### TASK
Reproduce the listing that follows with no differences at all.

### DATA EXCERPTS
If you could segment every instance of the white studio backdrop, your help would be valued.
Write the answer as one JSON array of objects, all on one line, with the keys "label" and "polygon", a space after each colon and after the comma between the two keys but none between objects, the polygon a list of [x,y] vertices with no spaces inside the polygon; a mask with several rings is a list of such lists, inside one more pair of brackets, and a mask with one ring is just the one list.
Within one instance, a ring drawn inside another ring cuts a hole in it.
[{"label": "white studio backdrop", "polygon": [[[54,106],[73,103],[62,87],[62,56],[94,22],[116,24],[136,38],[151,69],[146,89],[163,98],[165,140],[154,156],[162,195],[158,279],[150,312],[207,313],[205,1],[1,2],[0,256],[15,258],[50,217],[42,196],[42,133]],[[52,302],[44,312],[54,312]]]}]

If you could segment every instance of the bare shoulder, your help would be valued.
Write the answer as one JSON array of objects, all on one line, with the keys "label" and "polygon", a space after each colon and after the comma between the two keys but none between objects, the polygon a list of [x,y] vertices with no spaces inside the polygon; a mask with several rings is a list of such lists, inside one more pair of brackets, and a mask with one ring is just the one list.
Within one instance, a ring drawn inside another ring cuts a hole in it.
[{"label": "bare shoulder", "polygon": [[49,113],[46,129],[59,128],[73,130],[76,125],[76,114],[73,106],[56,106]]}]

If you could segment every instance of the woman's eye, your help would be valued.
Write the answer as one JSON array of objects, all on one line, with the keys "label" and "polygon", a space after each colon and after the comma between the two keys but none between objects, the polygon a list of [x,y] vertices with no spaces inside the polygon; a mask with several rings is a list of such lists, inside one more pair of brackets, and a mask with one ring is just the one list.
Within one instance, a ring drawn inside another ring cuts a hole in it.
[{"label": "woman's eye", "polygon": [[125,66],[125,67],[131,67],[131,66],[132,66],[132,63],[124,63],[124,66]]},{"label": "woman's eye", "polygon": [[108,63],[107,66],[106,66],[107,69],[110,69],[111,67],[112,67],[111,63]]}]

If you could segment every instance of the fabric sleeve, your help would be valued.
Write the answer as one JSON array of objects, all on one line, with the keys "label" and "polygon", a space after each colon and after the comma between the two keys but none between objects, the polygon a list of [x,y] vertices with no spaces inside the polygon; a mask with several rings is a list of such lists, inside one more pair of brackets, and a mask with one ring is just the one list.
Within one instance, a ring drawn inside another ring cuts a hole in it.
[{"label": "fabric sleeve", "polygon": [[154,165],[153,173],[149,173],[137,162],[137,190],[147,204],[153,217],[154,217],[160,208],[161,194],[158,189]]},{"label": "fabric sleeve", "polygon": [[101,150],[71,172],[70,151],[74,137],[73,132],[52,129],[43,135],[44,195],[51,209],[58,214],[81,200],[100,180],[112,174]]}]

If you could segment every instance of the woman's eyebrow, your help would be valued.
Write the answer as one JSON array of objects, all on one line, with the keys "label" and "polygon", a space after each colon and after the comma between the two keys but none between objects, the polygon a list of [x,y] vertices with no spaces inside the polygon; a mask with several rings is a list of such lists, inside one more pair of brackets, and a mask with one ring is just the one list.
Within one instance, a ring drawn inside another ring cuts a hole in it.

### EXERCISE ANSWER
If you could segment every instance of the white studio backdrop, your help would be valued.
Write the answer as one JSON array of objects, all on one line, with the keys "label" and "polygon", a space after each colon and after the comma between the two keys but none between objects, the polygon a list of [x,y] vertices with no spaces inside the polygon; a mask with several rings is a list of such lists, inside one more pair of brackets, and a mask with one ring is just the one list.
Within one instance, a ring drawn inside another ring cuts a hole in it.
[{"label": "white studio backdrop", "polygon": [[[54,106],[73,103],[62,87],[62,56],[94,22],[116,24],[136,38],[151,69],[146,89],[163,98],[165,140],[154,156],[162,195],[158,279],[150,312],[207,313],[205,1],[1,2],[0,256],[15,258],[50,217],[42,196],[42,133]],[[52,302],[44,312],[54,312]]]}]

If you could segment every instance of the bare shoulder, your help would be valued.
Write the answer as one JSON array of objects, all on one line, with the keys "label" and "polygon", a space after each colon and after the comma between the two keys but none between objects, the polygon a list of [x,y] vertices with no spaces inside the polygon; a mask with several rings is a list of such lists, inside one more pair of brackets, and a mask with one ring is just the one list.
Within one instance, a ring drawn inside another ring cuts a hole in it.
[{"label": "bare shoulder", "polygon": [[49,113],[46,129],[59,128],[73,130],[76,125],[76,114],[73,106],[56,106]]}]

If you could segment every instance of the woman's eye, your help would be valued.
Write the answer as one JSON array of objects, all on one line, with the keys "label" and "polygon", a space after each colon and after the comma between the two keys but none between objects, the polygon a list of [x,y] vertices with no spaces inside the polygon; a mask with several rings is a list of such lists, inside one more pair of brackets, and a mask with one ring is just the one list.
Within one instance, a ring drawn inside another ring cuts a hole in it.
[{"label": "woman's eye", "polygon": [[125,66],[125,67],[131,67],[131,66],[132,66],[132,63],[124,63],[124,66]]},{"label": "woman's eye", "polygon": [[108,63],[107,66],[106,66],[107,69],[110,69],[111,67],[112,67],[111,63]]}]

If you could segment every instance of the fabric sleeve, your help would be valued.
Write the answer as one JSON array of objects, all on one line, with the keys "label" and "polygon", a space after each colon and after the comma between the two keys but none between objects, the polygon a list of [x,y] vertices with no spaces inside the polygon; a mask with several rings is a list of such lists, inside one more pair of brackets, and a mask with one ring is just the one list.
Within one instance, a ring drawn inside another ring cuts a hole in it.
[{"label": "fabric sleeve", "polygon": [[154,165],[153,173],[149,173],[137,162],[137,190],[147,204],[153,217],[154,217],[160,208],[161,194],[158,189]]},{"label": "fabric sleeve", "polygon": [[101,150],[71,172],[70,151],[74,137],[73,132],[52,129],[43,135],[44,195],[51,209],[58,214],[81,200],[100,180],[112,174]]}]

If you could segment every instance of the woman's eyebrow, your help would be valued.
Write the answer as one JSON array of objects, all on one line, with the keys "label" and "polygon", a space after each colon and after the comma between the two keys but none between objects, the polygon a list of [x,y] vertices with no spaces inside the polygon; a mask with several rings is a list of such lists, inside one more pair of brackets, and a mask with one ring is just the one list.
Within one instance, a ring drawn inside another ring cuts a hole in it.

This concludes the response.